**Instruction:**
In the listing below, how many lines contain the word "cushion"? Reply with the number alone.

**Object location annotation data:**
▽

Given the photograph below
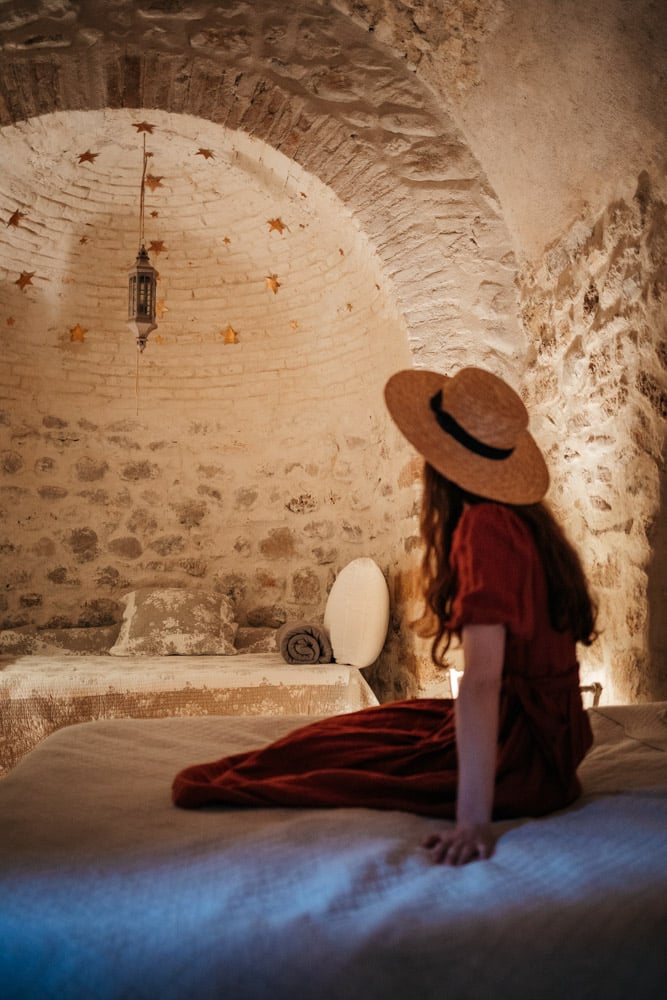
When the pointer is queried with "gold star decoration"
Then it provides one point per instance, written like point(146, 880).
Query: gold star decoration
point(15, 218)
point(25, 279)
point(77, 334)
point(229, 335)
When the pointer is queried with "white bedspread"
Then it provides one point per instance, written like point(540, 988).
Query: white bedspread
point(107, 891)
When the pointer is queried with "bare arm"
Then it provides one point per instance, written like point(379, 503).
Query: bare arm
point(476, 738)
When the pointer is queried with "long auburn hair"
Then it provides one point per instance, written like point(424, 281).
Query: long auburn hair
point(571, 608)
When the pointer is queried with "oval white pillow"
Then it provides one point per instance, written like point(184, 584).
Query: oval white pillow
point(357, 613)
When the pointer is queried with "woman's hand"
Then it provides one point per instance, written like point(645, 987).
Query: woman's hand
point(461, 844)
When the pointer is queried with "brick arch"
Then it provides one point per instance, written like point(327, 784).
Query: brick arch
point(324, 92)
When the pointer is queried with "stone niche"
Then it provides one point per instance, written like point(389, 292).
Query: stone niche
point(247, 450)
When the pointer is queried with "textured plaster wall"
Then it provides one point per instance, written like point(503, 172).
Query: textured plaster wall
point(461, 182)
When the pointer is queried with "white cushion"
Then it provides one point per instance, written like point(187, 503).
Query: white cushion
point(357, 613)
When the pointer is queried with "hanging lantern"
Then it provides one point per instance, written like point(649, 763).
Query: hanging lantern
point(141, 298)
point(142, 280)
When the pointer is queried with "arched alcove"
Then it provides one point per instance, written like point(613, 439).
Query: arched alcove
point(390, 120)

△

**Task answer:**
2